__Exercise task A__: Rewrite every line of the named-object pointing entries below as a Markdown table with the columns Row and Line, skipping blank lines and leaving out the pictures.

__Text excerpt__:
[bug] v4 hangs uploading from mac runners
What happened?
When I upload artifacts at the end of a build on a mac runner (macos-13-xl-arm64), about 1 time in 3, the upload stalls part way through and never completes. The job is eventually cancelled by GHA and my entire workflow is marked cancelled. I cannot restart that job as it is not marked as a failure.
What did you expect to happen?
The artifacts upload to completion and the job finishes without error.
How can we reproduce it?
It is not easily reproducible. The workflows are private and cannot be shared here. I will open a support ticket to share more.
Anything else we need to know?
I have updated multiple workflows from v3 to v4 - all jobs in the workflow are using v4. I have 6 linux build jobs that all upload artifacts at the end. None of them have failed. For the mac builds, two jobs do architecture-specific builds and upload their artifacts. This has never failed. The final mac job takes the architecture-specific binaries and produces universal binaries. It is this job that has failed about 1 time in 3 when uploading the artifacts at the end. This failing job is typically always the last of the jobs to run. It necessarily runs after the two previous mac jobs, and the 6 previous linux jobs are quicker that the mac jobs and complete before.

__Named-object pointing entries__:

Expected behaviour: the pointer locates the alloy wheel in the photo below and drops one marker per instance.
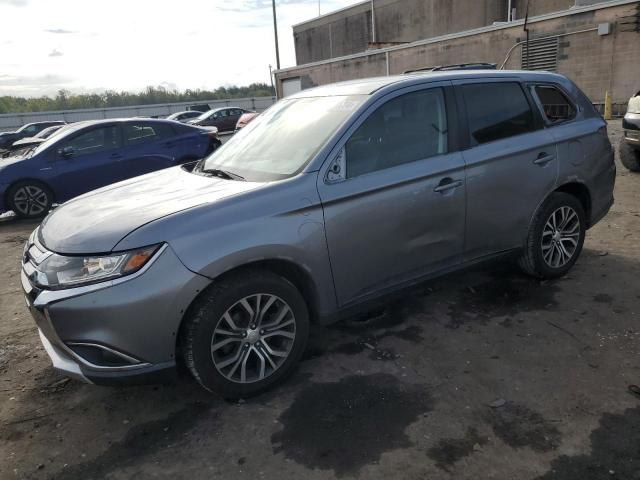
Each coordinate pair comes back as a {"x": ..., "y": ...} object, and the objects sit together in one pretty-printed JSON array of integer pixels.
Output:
[
  {"x": 30, "y": 200},
  {"x": 560, "y": 237},
  {"x": 253, "y": 338}
]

__Exercise task B__: Copy the bug report text between "When I upload" and "to share more.", inclusive.

__Output A__:
| Row | Line |
|---|---|
| 1 | Expected behaviour: the pointer locates the alloy wheel in the photo below and drops one marker per instance. |
| 2 | Each coordinate pair comes back as a {"x": ..., "y": ...} object, and the objects sit together in one pretty-printed JSON array of integer pixels. |
| 3 | Output: |
| 4 | [ |
| 5 |   {"x": 30, "y": 200}, |
| 6 |   {"x": 560, "y": 237}, |
| 7 |   {"x": 253, "y": 338} |
| 8 | ] |

__Output B__:
When I upload artifacts at the end of a build on a mac runner (macos-13-xl-arm64), about 1 time in 3, the upload stalls part way through and never completes. The job is eventually cancelled by GHA and my entire workflow is marked cancelled. I cannot restart that job as it is not marked as a failure.
What did you expect to happen?
The artifacts upload to completion and the job finishes without error.
How can we reproduce it?
It is not easily reproducible. The workflows are private and cannot be shared here. I will open a support ticket to share more.